# START OF Selected extract

[InstCombine] Fold (a | b) ^ (~a | ~b) --> ~(a ^ b) and (a & b) ^ (~a & ~b) --> ~(a ^ b)

Summary:
I came across this while thinking about what would happen if one of the operands in this xor pattern was itself a inverted (A & ~B) ^ (~A & B)-> (A^B).

The patterns here assume that the (~a | ~b) will be demorganed to ~(a & b) first. Though I wonder if there's a multiple use case that would prevent the demorgan.

# END OF Selected extract
# START OF Data for the task

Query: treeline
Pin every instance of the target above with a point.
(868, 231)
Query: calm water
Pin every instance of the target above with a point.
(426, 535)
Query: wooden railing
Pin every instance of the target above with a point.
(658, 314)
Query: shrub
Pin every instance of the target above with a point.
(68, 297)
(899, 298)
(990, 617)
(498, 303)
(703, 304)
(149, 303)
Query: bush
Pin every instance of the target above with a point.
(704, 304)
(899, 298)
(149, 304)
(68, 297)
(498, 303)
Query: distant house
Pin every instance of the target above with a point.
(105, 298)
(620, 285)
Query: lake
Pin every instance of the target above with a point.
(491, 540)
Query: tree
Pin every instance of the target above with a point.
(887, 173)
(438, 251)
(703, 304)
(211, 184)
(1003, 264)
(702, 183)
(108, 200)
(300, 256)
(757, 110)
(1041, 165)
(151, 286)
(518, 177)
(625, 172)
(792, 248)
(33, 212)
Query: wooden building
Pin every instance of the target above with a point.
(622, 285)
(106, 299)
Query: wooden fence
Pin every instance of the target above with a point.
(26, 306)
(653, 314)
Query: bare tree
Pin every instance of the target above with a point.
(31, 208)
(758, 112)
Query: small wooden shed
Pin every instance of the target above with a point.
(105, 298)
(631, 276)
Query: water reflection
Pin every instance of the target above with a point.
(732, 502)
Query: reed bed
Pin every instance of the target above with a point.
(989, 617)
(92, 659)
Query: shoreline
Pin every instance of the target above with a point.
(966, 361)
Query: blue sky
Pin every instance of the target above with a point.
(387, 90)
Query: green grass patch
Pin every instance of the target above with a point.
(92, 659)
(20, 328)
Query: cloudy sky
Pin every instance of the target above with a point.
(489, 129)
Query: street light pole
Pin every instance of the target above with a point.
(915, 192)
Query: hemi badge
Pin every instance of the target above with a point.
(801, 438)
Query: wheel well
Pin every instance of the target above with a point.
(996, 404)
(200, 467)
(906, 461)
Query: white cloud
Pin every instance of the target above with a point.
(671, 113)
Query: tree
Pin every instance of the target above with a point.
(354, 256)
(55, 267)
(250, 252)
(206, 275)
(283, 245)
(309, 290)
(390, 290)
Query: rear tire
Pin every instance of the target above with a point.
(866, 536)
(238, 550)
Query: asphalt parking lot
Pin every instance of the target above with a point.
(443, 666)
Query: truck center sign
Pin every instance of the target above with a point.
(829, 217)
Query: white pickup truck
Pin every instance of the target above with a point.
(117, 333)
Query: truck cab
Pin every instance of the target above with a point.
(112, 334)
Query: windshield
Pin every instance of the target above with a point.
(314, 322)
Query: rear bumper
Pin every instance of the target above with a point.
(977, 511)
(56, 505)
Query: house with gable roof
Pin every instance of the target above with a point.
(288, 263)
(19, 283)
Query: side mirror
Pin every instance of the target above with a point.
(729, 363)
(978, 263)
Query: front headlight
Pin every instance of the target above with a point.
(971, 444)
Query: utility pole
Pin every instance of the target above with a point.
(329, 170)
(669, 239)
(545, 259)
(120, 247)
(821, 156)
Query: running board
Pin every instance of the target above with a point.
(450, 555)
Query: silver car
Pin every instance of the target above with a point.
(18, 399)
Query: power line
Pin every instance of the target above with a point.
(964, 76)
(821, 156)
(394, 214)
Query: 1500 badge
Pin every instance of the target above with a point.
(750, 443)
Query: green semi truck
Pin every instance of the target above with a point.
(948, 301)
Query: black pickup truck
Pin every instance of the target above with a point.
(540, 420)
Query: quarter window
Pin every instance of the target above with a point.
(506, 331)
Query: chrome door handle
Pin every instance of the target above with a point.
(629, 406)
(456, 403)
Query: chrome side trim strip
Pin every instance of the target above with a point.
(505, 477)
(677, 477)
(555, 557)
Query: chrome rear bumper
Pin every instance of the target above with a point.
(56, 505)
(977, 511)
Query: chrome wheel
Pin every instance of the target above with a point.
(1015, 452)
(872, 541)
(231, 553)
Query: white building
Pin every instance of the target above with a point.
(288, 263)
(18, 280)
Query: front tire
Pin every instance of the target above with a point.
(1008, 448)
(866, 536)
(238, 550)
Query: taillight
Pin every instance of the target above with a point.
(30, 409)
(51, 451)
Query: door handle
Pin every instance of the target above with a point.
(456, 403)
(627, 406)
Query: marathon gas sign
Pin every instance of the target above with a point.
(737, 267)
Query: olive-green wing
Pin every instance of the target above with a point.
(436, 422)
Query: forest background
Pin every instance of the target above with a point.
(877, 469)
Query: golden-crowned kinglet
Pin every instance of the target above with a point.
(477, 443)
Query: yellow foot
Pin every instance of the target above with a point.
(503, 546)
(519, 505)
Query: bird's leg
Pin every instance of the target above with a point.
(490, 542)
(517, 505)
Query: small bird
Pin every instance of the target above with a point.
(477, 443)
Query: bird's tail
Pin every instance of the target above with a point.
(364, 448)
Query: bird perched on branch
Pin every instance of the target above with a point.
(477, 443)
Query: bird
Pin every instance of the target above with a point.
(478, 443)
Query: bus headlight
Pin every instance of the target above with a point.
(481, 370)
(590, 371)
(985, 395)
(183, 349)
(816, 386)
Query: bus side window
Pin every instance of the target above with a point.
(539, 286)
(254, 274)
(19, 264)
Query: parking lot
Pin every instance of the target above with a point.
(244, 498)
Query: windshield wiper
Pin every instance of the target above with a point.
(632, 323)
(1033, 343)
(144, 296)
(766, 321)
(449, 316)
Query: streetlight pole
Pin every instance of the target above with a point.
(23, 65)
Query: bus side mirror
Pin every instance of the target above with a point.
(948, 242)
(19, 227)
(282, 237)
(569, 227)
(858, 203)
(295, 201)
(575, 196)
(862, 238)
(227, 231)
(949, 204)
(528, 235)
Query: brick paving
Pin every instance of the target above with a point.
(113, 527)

# END OF Data for the task

▶ **To do**
A. Return every line of the rows above that contains the string "pole".
B. Extend the InstCombine xor-fold summary above, starting right after its last sentence.

▶ **Solved problems**
A.
Query: street light pole
Query: utility pole
Query: streetlight pole

B.
Reviewers: spatel

Reviewed By: spatel

Subscribers: llvm-commits

Differential Revision: https://reviews.llvm.org/D34870

git-svn-id: https://llvm.org/svn/llvm-project/llvm/trunk@306967 91177308-0d34-0410-b5e6-96231b3b80d8

lib/Transforms/InstCombine/InstCombineAndOrXor.cpp

@@ -2276,7 +2276,8 @@ Instruction *InstCombiner::visitOr(BinaryOperator &I) {
 
 /// A ^ B can be specified using other logic ops in a variety of patterns. We
 /// can fold these early and efficiently by morphing an existing instruction.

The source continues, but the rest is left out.